* **Problem statement**
Print each entry as it appears. Images stay out of the copy.

Recorded data
::::::

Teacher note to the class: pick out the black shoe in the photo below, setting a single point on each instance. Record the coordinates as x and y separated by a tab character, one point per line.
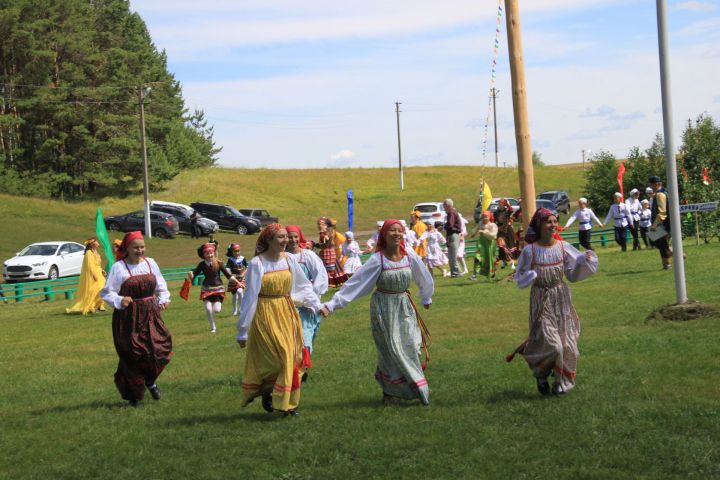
267	403
543	386
154	391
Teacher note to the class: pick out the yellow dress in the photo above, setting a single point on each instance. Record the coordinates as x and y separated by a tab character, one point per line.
274	346
421	249
87	296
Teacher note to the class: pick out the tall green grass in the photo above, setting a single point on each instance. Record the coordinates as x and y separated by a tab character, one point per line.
646	405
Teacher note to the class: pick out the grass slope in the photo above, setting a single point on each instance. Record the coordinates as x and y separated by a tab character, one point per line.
646	405
296	196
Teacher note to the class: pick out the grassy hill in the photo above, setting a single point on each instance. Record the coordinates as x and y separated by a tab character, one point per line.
296	196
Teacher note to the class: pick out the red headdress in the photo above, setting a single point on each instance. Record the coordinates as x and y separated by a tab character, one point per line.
382	243
533	231
121	251
266	235
296	229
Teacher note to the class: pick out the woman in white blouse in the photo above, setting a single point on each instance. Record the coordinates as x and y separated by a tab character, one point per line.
397	328
269	324
138	292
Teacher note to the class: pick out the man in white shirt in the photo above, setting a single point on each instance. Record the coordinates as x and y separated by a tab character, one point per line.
620	214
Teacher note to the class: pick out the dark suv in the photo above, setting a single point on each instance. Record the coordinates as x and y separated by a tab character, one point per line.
560	199
259	214
227	217
163	225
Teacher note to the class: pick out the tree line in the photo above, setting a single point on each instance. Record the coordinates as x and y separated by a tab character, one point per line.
698	163
69	102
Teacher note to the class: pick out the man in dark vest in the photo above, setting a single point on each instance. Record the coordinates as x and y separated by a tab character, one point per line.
660	219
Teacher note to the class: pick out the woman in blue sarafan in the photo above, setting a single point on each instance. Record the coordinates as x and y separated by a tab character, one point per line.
313	268
398	330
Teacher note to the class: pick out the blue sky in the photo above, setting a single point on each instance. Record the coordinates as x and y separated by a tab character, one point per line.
291	84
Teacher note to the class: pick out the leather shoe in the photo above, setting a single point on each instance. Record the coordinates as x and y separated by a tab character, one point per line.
543	386
154	391
267	403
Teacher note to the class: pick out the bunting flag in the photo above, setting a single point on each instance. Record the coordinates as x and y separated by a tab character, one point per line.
493	75
102	236
485	196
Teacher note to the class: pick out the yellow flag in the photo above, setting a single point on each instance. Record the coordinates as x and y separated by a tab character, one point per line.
487	196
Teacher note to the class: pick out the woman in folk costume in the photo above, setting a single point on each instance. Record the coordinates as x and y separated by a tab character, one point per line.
419	227
269	324
398	331
138	292
635	207
486	251
351	255
620	214
551	347
507	251
237	264
212	292
584	216
435	257
328	253
92	279
314	271
462	264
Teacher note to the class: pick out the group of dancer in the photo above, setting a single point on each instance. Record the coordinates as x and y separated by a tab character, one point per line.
277	297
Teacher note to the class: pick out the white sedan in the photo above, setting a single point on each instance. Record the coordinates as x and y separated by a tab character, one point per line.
49	260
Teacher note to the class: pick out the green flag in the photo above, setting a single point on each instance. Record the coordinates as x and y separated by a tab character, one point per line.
101	234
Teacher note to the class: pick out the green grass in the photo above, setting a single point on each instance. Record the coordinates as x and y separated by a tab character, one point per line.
296	196
646	405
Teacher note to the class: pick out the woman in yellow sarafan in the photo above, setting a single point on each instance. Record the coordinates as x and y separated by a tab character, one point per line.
92	279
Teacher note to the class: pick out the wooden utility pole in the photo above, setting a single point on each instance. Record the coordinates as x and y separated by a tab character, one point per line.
522	129
397	113
494	96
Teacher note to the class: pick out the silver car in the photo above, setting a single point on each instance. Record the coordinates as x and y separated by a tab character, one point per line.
45	260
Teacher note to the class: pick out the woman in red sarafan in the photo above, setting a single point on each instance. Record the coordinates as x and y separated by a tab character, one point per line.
138	292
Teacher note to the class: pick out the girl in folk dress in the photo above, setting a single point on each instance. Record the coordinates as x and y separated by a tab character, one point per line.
138	292
212	292
237	265
486	252
397	328
585	216
435	257
351	255
92	279
314	271
551	346
269	324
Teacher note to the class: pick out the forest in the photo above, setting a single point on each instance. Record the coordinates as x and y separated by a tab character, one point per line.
70	82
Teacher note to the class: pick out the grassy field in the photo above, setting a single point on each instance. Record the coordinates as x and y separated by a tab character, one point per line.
296	196
647	404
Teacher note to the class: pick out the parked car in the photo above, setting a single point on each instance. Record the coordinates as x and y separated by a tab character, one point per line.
163	225
227	217
544	203
560	199
182	214
431	212
259	214
49	260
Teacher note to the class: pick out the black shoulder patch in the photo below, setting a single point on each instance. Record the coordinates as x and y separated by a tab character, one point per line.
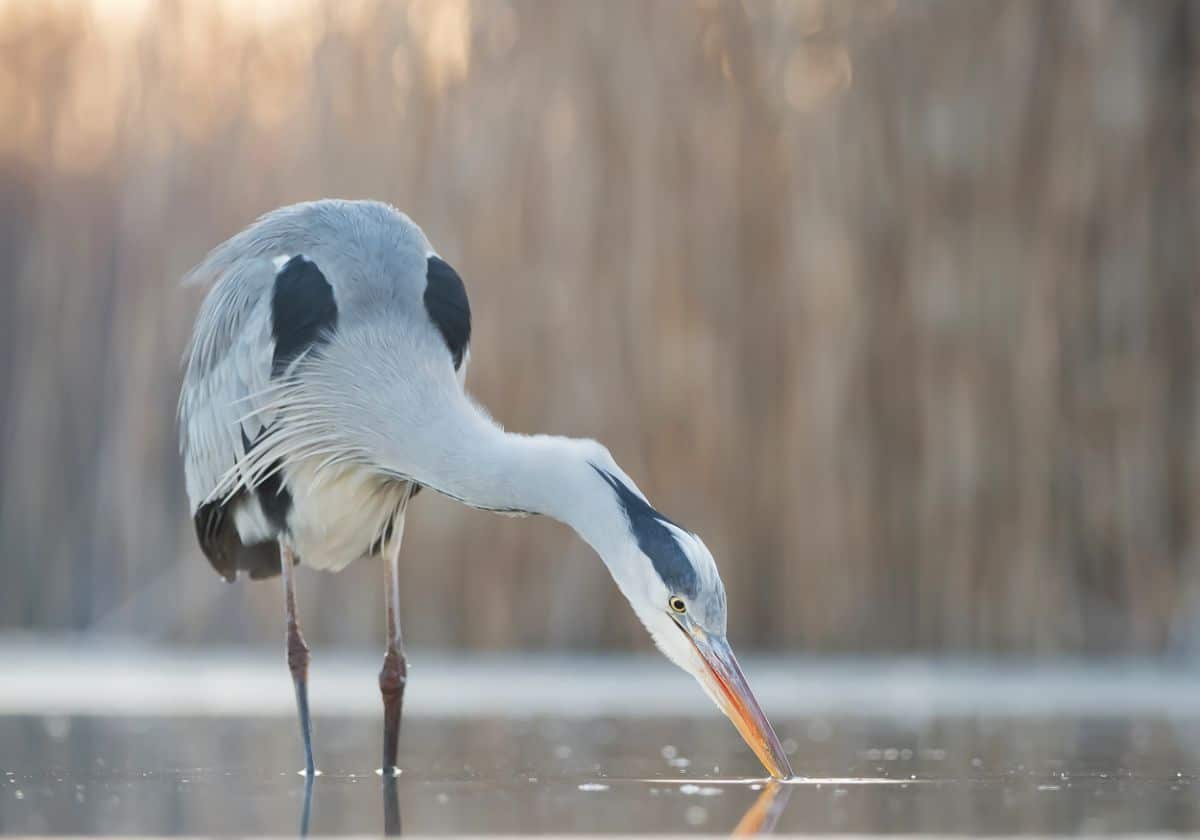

::::::

* **Finished exercise**
Teacher note to the class: pick out the black shoe in the photo below, setting a single point on each instance. Record the coordinates as x and y separated by a tab character, one point per line.
267	403
543	386
154	391
Teacher note to the class: pick out the yellow dress in the photo above, setting a single point on each instance. Record the coordinates as x and y separated by a tab character, one point per line.
274	346
421	249
87	296
Teacher note to the class: pick out the tall green grass in the photo above, setting a single point on each instance. Record the coordinates as x and y separated by a tab character, one point per line.
646	405
Teacher note to the class: pick out the grass slope in the photo above, setting a single point on each instance. Record the coordinates as x and y separated by a tab character, one point per line.
646	405
296	196
Teacher note to the class: pick out the grassy hill in the photo above, setting a single point on each instance. Record the coordinates as x and y separated by a tab character, one point per line.
296	196
Teacher note to the class: pick out the red headdress in the photo above, setting a single point on each instance. Record the coordinates as x and y separated by a tab character, one point per line.
382	243
533	231
121	251
266	235
296	229
Teacher note to the class: pick out the woman in white blouse in the photo above, setting a single point on each instance. Record the coordinates as x and y separated by a tab character, one point per line.
397	328
269	324
138	292
Teacher note to the class: pick out the man in white shirt in the photo above, setting a single point on each instance. Record the coordinates as x and y separated by a tab character, one point per line.
620	214
Teacher note to the class: pick out the dark suv in the photo above, setting a single point on each instance. Record the coordinates as x and y separated by a tab character, one point per line.
560	199
259	214
227	217
163	225
Teacher note to the class: pick out the tree line in the photo above, setting a single point on each instance. Record the coordinates as x and y separated by a tab character, one point per line.
698	163
69	102
Teacher note to the class: pick out the man in dark vest in the photo above, setting a single point on each instance. Record the coordinates as x and y separated by a tab character, one point per line.
660	219
Teacher note to the class: pick out the woman in blue sarafan in the photo above, setting a single point on each instance. Record the coordinates as x and y separated by a tab character, one point per line.
313	268
398	330
Teacher note to the class: pick out the blue sky in the photo above, setting a single point on each instance. Record the coordinates as x and y separated by a tab character, one point per line.
291	84
Teacher note to the class: pick out the leather shoe in the photo above, setting a single point on each instance. Record the coordinates as x and y separated by a tab character, one point per line.
543	386
154	391
267	403
Teacher note to the class: pick out the bunting flag in the photo above, setting a single point on each instance. Record the coordinates as x and y separated by a tab character, one point per line.
493	75
102	236
485	196
Teacher note to the class: pick out the yellow flag in the photo above, setting a single point on each instance. Record the coordinates as x and y separated by a tab character, one point per line.
487	196
Teacher note to the class: pick out the woman in folk costume in the photo above, setting a single point on each instance. Record the coordinates as x and y separated by a tab character, one point per line.
419	227
269	324
398	331
138	292
635	207
486	251
351	255
620	214
551	347
507	251
237	264
212	292
584	216
435	257
328	253
92	279
314	271
462	264
Teacher note to the class: pick out the group of dancer in the photo above, setting a single point on each instance. Record the coordinates as x and y separated by a tab character, one point per line.
277	297
Teacher note to the class: pick out the white sedan in the photo above, setting a single point on each instance. Record the coordinates as x and y separated by a tab character, one point per line.
49	260
Teacher note to the class: pick out the green flag in the photo above, setting a single point on each instance. Record the coordinates as x and y separated by a tab character, one point per line.
101	234
Teacher note to the class: pick out the green grass in the photo above, setting a single point on each instance. Record the coordinates as x and y separated by a tab character, one point per line.
296	196
646	405
Teacher note to the class: pick out the woman in yellow sarafan in the photo above, setting a single point on each instance. Record the coordinates as x and y separated by a tab character, one point per line.
92	279
Teacher note to the class: pick out the wooden utility pole in the photo above, setting a single point on each instance. Record the coordinates as x and y separated by a tab character, one point per line.
522	129
397	113
494	96
Teacher note to the class: pick out the silver car in the photo above, setting a single point on each instance. Record the coordinates as x and y separated by a tab character, one point per line.
45	260
Teacher note to the class: pick out the woman in red sarafan in the photo above, setting a single point on each instance. Record the coordinates as x and y separated by a tab character, one point per line.
138	292
Teacher note to the class: pick out the girl in folk dress in the photo above, setting a single point on each instance. Record the coordinates as x and y separated by a tab character, one point per line.
138	292
212	292
237	265
486	252
397	328
585	216
435	257
351	255
92	279
314	271
551	346
269	324
Teacher note to the class: pick out the forest in the photo above, setting a single point on each instance. Record the coordinates as x and y separated by a tab character, one point per line.
70	82
Teacher note to the class: pick out the grassy field in the photo above, setting a single point on each instance. Record the coordinates as x and y separated by a tab character, one point per line.
296	196
647	404
Teacher note to the class: pick out the parked car in the photo above, setting a single point on each instance. Record the coordinates as x and y separated by a tab character, one point per line.
163	225
227	217
544	203
560	199
182	214
431	212
259	214
49	260
Teacher note to the class: pick out the black shoulder patch in the photo below, setting a single point on each instance. Record the coordinates as x and y separated by a tab character, one point per line.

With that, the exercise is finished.